* [WORK INSTRUCTIONS]
Set down all of the data exactly as it appears.

* [RECORDS]
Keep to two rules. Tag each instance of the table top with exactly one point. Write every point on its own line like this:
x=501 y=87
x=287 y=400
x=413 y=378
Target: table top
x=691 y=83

* [SOLUTION TO THE PROBLEM]
Keep to two rules. Tag each instance of the table top with exactly one point. Write every point on its own line like this:
x=501 y=87
x=287 y=400
x=413 y=378
Target: table top
x=691 y=83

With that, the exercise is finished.